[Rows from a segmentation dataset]

====

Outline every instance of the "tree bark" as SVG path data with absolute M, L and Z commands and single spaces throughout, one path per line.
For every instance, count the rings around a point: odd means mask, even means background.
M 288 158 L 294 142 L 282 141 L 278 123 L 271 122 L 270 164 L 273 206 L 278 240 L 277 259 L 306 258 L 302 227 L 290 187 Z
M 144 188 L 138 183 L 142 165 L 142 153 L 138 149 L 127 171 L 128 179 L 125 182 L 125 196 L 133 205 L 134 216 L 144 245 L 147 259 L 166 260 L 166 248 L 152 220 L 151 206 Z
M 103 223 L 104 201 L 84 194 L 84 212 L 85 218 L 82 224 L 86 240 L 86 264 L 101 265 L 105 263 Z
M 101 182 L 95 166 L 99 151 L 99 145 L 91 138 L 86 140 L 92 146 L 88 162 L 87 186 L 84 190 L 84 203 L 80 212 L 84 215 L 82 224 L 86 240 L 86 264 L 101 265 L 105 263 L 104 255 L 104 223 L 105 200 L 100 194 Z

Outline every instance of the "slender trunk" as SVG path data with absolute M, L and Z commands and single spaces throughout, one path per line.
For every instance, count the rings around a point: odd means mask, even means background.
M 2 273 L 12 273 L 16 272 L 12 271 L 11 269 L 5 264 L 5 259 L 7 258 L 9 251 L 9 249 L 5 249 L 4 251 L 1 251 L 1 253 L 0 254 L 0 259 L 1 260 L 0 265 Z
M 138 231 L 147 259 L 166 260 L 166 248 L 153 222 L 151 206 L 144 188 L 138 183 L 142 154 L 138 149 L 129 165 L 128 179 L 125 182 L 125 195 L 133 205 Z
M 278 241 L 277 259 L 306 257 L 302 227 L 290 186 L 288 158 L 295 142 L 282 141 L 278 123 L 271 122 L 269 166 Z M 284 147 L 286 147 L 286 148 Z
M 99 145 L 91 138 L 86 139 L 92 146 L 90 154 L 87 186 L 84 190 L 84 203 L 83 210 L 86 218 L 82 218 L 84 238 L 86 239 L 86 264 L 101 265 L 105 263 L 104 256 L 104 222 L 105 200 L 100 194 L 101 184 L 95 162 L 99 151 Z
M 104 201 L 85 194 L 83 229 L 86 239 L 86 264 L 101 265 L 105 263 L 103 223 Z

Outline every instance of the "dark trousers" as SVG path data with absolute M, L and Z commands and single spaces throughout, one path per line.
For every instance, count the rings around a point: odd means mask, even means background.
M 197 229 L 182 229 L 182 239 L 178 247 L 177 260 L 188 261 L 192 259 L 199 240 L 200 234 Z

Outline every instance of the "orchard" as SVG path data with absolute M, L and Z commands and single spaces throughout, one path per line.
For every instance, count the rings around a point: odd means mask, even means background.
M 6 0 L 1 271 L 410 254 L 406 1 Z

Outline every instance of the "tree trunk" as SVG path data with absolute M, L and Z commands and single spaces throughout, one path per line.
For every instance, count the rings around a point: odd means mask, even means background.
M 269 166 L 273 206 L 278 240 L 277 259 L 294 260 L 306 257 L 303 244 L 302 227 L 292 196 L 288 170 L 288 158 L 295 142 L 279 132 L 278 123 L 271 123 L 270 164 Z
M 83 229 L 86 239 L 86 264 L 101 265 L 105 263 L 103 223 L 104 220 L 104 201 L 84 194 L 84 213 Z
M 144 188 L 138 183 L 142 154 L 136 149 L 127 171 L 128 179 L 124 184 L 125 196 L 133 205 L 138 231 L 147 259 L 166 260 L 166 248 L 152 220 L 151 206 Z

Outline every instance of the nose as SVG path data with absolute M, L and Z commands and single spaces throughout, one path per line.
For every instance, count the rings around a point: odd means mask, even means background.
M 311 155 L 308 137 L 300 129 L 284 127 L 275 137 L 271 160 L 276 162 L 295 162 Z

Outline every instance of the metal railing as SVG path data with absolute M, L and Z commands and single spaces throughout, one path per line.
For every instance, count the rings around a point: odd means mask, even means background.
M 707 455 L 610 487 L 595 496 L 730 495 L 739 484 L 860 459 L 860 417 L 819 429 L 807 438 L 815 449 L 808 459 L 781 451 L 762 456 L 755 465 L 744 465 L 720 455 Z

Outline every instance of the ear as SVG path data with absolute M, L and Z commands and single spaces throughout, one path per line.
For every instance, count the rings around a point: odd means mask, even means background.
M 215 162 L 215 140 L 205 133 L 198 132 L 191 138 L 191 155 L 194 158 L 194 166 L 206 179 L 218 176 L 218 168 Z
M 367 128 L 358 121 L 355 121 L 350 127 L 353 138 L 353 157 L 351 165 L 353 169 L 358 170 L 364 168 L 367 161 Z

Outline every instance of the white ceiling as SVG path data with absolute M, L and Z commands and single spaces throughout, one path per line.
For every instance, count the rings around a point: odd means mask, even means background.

====

- [Written exercise]
Render the records above as a numbered list, leaving out the blank lines.

- [The solution]
1. Outline every instance of the "tree bark" as SVG path data with absolute M, L and Z commands and single spaces throughout, one path per line.
2. For every instance, count the rings around a point: odd means mask, even means background.
3. M 288 158 L 294 142 L 282 141 L 278 123 L 271 122 L 270 164 L 273 206 L 278 240 L 277 259 L 306 258 L 302 227 L 290 187 Z
4. M 144 188 L 138 183 L 142 165 L 142 153 L 138 149 L 127 171 L 128 179 L 125 182 L 125 196 L 133 205 L 134 216 L 144 245 L 147 259 L 166 260 L 166 248 L 152 220 L 151 206 Z
5. M 103 223 L 104 201 L 84 194 L 84 212 L 85 218 L 82 224 L 86 240 L 86 264 L 101 265 L 105 263 Z
6. M 101 182 L 95 166 L 99 151 L 99 145 L 91 138 L 86 140 L 92 146 L 88 162 L 87 186 L 84 190 L 84 203 L 80 212 L 84 215 L 82 224 L 86 240 L 86 264 L 101 265 L 105 263 L 104 255 L 104 223 L 105 200 L 100 194 Z
7. Outline every instance of the "slender trunk" as SVG path data with absolute M, L and Z commands and single spaces throughout, one path per line.
8. For every instance, count the rings around a point: odd means mask, even means background.
9. M 2 273 L 12 273 L 16 272 L 12 271 L 11 269 L 5 264 L 5 259 L 7 258 L 9 251 L 9 249 L 5 249 L 4 251 L 1 251 L 1 253 L 0 254 L 0 259 L 1 260 L 0 265 Z
10. M 138 231 L 147 259 L 166 260 L 166 248 L 153 222 L 151 206 L 144 188 L 138 183 L 142 154 L 138 149 L 129 165 L 128 179 L 125 182 L 125 195 L 133 205 Z
11. M 278 241 L 277 259 L 306 257 L 302 227 L 290 186 L 288 158 L 295 142 L 282 141 L 278 123 L 271 122 L 269 166 Z M 284 147 L 286 147 L 286 148 Z
12. M 99 145 L 91 138 L 86 139 L 92 146 L 90 154 L 87 186 L 84 190 L 84 203 L 83 210 L 86 218 L 82 218 L 84 238 L 86 239 L 86 264 L 101 265 L 105 263 L 104 256 L 104 222 L 105 200 L 100 194 L 101 184 L 95 162 L 99 151 Z
13. M 104 201 L 85 194 L 83 229 L 86 239 L 86 264 L 101 265 L 105 263 L 103 223 Z
14. Outline every instance of the "dark trousers" as SVG path data with absolute M, L and Z commands and single spaces throughout, one path per line.
15. For every instance, count the rings around a point: odd means mask, even means background.
16. M 197 229 L 182 229 L 182 239 L 178 247 L 177 260 L 188 261 L 192 259 L 199 240 L 200 234 Z
17. Outline every instance of the "orchard" as SVG path data with absolute M, L and Z commands and single spaces throughout, one path per line.
18. For every instance, count the rings around a point: odd means mask, even means background.
19. M 6 0 L 1 271 L 410 254 L 406 1 Z
20. Outline every instance of the "tree trunk" as SVG path data with absolute M, L and Z commands and single spaces throughout, one path per line.
21. For every instance, count the rings around a point: odd means mask, even means background.
22. M 269 166 L 273 206 L 278 240 L 277 259 L 294 260 L 306 257 L 303 244 L 302 227 L 292 196 L 288 170 L 288 158 L 295 142 L 279 132 L 278 123 L 271 123 L 270 164 Z
23. M 83 229 L 86 239 L 86 264 L 101 265 L 105 263 L 103 223 L 104 220 L 104 201 L 84 194 L 84 213 Z
24. M 144 188 L 138 183 L 142 154 L 136 149 L 127 171 L 128 179 L 124 184 L 125 196 L 133 205 L 138 231 L 147 259 L 166 260 L 166 248 L 152 220 L 151 206 Z
25. Outline every instance of the nose as SVG path data with absolute M, L and Z commands and single spaces throughout, one path per line.
26. For every instance, count the rings around a point: odd means mask, even means background.
27. M 311 155 L 308 137 L 300 129 L 284 127 L 275 137 L 271 160 L 276 162 L 295 162 Z
28. Outline every instance of the metal railing as SVG path data with absolute M, L and Z commands and single spaces throughout, one path per line.
29. For every instance, count the rings around a point: odd means mask, even means background.
30. M 707 455 L 610 487 L 595 496 L 730 495 L 739 484 L 860 459 L 860 417 L 819 429 L 807 438 L 815 449 L 808 459 L 781 451 L 762 456 L 755 465 L 744 465 L 720 455 Z
31. Outline every instance of the ear as SVG path data with absolute M, L and Z commands and single spaces throughout, one path per line.
32. For every instance, count the rings around a point: odd means mask, even means background.
33. M 215 162 L 215 140 L 205 133 L 198 132 L 191 138 L 191 155 L 194 158 L 194 166 L 206 179 L 218 176 L 218 168 Z
34. M 367 128 L 358 121 L 355 121 L 350 127 L 353 138 L 353 157 L 351 165 L 353 169 L 358 170 L 364 168 L 367 161 Z
35. Outline every instance of the white ceiling as SVG path data with absolute M, L and Z commands and single spaces throughout, one path per line.
36. For every instance, count the rings around a point: odd means mask, even means background.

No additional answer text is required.